● **Your instructions**: In the data below, how many lines contain the string "door"? Give only the number.

________________________________________

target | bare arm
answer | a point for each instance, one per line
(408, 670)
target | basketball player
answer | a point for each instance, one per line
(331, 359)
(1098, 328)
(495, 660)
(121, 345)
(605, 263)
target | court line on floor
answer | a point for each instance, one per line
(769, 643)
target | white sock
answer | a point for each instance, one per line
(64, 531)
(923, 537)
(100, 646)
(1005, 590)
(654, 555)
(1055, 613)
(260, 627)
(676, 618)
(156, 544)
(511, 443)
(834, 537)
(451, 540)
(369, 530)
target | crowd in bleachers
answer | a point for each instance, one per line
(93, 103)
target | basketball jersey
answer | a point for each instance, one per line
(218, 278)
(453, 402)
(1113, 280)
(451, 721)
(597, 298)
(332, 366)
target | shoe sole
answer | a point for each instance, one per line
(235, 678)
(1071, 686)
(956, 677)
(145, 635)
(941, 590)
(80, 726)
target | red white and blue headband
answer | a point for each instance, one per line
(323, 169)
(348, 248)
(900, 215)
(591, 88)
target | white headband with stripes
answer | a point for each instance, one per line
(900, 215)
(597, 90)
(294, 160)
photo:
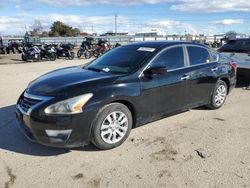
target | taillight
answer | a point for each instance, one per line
(233, 64)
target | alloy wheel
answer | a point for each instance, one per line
(220, 96)
(114, 127)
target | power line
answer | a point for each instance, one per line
(116, 23)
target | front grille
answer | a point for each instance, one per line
(26, 103)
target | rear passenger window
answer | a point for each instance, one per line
(198, 55)
(172, 58)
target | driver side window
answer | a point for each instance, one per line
(172, 58)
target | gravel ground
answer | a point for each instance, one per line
(198, 148)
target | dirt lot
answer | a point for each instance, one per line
(160, 154)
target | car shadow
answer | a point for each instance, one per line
(11, 138)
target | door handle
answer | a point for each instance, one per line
(185, 77)
(214, 69)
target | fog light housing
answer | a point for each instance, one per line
(60, 134)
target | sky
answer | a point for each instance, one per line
(98, 16)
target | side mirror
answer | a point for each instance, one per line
(155, 71)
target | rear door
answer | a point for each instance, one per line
(168, 92)
(203, 72)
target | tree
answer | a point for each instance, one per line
(60, 29)
(45, 34)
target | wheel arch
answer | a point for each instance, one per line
(226, 80)
(131, 108)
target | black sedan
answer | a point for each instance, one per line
(125, 88)
(239, 51)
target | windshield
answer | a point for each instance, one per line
(236, 46)
(122, 60)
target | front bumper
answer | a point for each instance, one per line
(57, 131)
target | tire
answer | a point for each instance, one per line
(219, 95)
(104, 132)
(96, 53)
(38, 58)
(79, 54)
(71, 55)
(24, 57)
(87, 54)
(52, 57)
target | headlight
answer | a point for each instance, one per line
(69, 106)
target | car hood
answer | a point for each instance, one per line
(67, 80)
(242, 59)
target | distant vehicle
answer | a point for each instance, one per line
(101, 48)
(15, 45)
(85, 50)
(239, 51)
(48, 52)
(128, 86)
(31, 54)
(65, 50)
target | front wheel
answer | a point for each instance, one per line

________________________________________

● **Task output**: 2